» Exercise
All entries must be extracted exactly, with nothing added or dropped.
[START Raw records]
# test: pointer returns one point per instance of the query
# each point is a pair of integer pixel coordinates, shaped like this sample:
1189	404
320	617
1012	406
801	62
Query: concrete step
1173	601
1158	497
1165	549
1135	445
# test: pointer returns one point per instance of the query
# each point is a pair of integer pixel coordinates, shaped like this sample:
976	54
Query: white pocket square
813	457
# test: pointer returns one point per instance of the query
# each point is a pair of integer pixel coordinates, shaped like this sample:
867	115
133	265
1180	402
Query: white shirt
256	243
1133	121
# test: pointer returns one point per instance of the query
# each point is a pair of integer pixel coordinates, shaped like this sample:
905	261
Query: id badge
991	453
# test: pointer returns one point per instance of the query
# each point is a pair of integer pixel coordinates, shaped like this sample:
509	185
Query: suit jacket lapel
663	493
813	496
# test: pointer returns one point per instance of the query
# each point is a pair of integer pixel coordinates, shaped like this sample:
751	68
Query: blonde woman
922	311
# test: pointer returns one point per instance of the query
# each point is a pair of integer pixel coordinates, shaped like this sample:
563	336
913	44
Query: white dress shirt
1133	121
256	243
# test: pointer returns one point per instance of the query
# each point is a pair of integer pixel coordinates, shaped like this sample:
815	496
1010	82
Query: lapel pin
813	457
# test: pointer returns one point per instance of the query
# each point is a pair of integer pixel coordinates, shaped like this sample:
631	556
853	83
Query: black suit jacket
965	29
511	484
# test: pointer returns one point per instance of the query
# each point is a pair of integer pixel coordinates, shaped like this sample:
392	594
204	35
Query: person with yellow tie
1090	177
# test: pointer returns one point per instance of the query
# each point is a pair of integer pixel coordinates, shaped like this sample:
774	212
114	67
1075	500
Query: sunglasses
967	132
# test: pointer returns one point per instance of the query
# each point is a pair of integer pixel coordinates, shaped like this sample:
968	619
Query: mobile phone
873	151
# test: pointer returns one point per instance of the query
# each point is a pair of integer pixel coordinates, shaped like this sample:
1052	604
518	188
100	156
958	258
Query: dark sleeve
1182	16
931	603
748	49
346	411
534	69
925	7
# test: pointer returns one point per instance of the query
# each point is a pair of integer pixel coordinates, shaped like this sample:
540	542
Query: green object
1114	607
[END Raw records]
» Correct answer
# test: pointer returns one point per instance of the query
# each point is a pair of integer pixel coordinates, shaped like this sample:
1189	404
320	617
1012	406
801	62
Query: concrete step
1173	601
1158	497
1165	549
1135	445
# test: pointer returns one point per instance of the query
# each point is a pair of integer pixel coordinates, shaped like this sample:
976	54
Query: white pocket square
813	457
# test: pointer returns one point per instance of the query
# each point is a pair of integer pixel coordinates, shaped like this sample:
867	115
133	265
1180	402
Query: white shirt
256	243
1133	121
# test: pointer returns one point per instance of the query
# each point is a pair of integer pixel coordinates, shaped like this sample:
905	261
Query: id badge
991	453
# test: pointer returns one point per instance of the query
# each point is a pair of integer pixel coordinates, shaped like this sample:
509	185
Query: suit jacket lapel
663	493
813	496
# test: pointer returns one point per instance of the query
# each point is a pair of integer pixel coordinates, shaped like this sample:
751	68
Query: blonde woman
922	311
# test: pointer returns one point per instance of the query
# each point is a pair of integer pixel coordinates, shaped like this sample:
563	336
913	44
Query: white dress shirt
1133	121
256	243
# test: pointer returns one point per instance of the query
# each point is a pair of integer pixel coordinates, shaped like this sample:
815	496
1010	82
Query: lapel pin
813	457
# test: pointer returns one point per instance of the query
# each point is a pair of integer pixel coordinates, shaped like this sample:
631	556
853	83
Query: black suit jacket
965	29
511	484
# test: pointer returns one point per instance of the query
# each point is a pair of integer pixel coordinates, shaped like this sample:
392	594
204	35
Query: person with yellow tie
1090	177
# test: pointer returns one point per instance of the query
# each point is a pair of integer pixel coordinates, shaped like this sample:
774	212
114	67
1075	500
Query: sunglasses
967	132
# test: pointer returns one point per instance of the query
# each point is a pair of integer pixel coordinates, shaped like this sample:
968	619
Query: mobile phone
873	151
# test: pointer returns one point per instance of the query
# each point is a pair of integer pixel coordinates, shaped like this sample:
1052	604
518	188
100	156
958	258
Query: dark sleeve
1182	16
931	603
748	49
346	411
534	69
925	7
# test: pointer returns one point per instance of the query
# each point is a pair of integer pixel coordinates, shaped like this sample:
540	542
Query: green object
1114	607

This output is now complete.